● **Excerpted passage**:

The HCX team have just released version 4.3 and there are some really nice new features. Go ahead and check out the release notes here. One such addition is High Availability for HCX Network Extension and it is something which every customer I have worked has requested or asked about. As such it is most welcomed and will be well received with our customers.
In order to benefit, you will require all managers and the service mesh appliances to be at version 4.3, plus, you will need a spare NE appliance. Finally, you cannot activate HA on any appliance which already has a stretched network. You will have to unstretch any networks which the appliance is stretching, activate HA, and then re-stretch the networks. This is unfortunate but at the moment it’s the only way to do it. With that said, you can probably accomplish these tasks in under 10 minutes per appliance.
With all the requirements satisfied, under service mesh, you can find a new HA Management tab which will tell you that no HA groups have been created (I will file an internal bug around the spacing here):
Please remember that HA for NE is considered Early Access. This means that while it is supported, it’s the first time that it’s available for HCX and as such there may be minor issues or bugs which will be corrected as new versions of HCX are released. Whilst our engineering teams endeavour to test all scenarios, there is nothing quite like customer feedback.
In order to activate HA, we need to select the NE appliance(s) that we wish to activate it on:
With the appliance selected, click on Activate High Availability. Here we have a reminder that HA will require two appliances, and if you don’t have one deployed which is not in you, you can do so now. Clicking on Increase Appliance Count will take you to the edit service mesh screen where you will have to deploy at least one other appliance depending on how many you wish to activate HA for.

● **Problem**: Continue the walkthrough on activating high availability for HCX Network Extension, starting right after its last sentence.

● **Dataset excerpts**:
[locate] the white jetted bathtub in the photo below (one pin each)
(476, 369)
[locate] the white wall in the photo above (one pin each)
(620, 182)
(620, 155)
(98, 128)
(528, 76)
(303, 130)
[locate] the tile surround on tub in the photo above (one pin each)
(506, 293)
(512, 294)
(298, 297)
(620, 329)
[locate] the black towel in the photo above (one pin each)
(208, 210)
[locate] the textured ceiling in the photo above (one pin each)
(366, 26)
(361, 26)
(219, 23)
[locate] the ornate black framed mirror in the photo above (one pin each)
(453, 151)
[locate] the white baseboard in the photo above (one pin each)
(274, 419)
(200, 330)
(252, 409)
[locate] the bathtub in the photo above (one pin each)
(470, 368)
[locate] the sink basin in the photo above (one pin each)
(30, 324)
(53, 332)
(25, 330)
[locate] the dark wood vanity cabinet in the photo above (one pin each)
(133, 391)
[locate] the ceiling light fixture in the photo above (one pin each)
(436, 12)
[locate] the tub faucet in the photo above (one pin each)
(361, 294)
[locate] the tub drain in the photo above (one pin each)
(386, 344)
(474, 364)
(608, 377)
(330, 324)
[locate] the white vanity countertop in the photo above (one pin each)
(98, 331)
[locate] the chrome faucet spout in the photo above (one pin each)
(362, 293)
--
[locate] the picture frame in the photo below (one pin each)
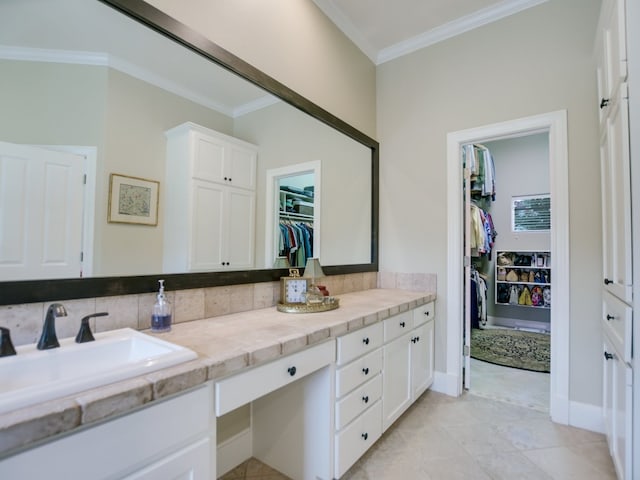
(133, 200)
--
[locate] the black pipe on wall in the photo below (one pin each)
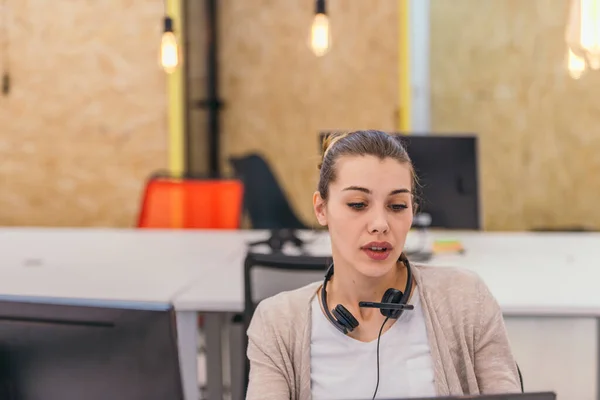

● **Answer to this exercise**:
With the new NE appliance deployed and tunnels all green, we can now activate HA again. Unless of course there is already a stretched network, which you will receive another warning about. If not, you will see this screen:
Part of me hoped to see some party animation GIF here as HA has been a big ask for quite some time, but all you get is a task to say it is being created and then again when done. This process really does not take long at all, which is good news if there are a lot of networks to activate it on.
Once the HA group is setup, we can stretch networks again and you’ll notice that when you get to choose the appliance, it now shows that it is a HA group.
I have a functioning HCX service mesh with a VMC on AWS environment and I have stretched VLAN 85 to the destination. The subnet is 172.16.85.0/24 and I have a VMware Photon VM with the IP 172.16.85.11 and it is at the far end of the stretch. What I am going to do is have a ping going to this VM from the near side and then power off the active HA appliance and see how long it takes for it to recover.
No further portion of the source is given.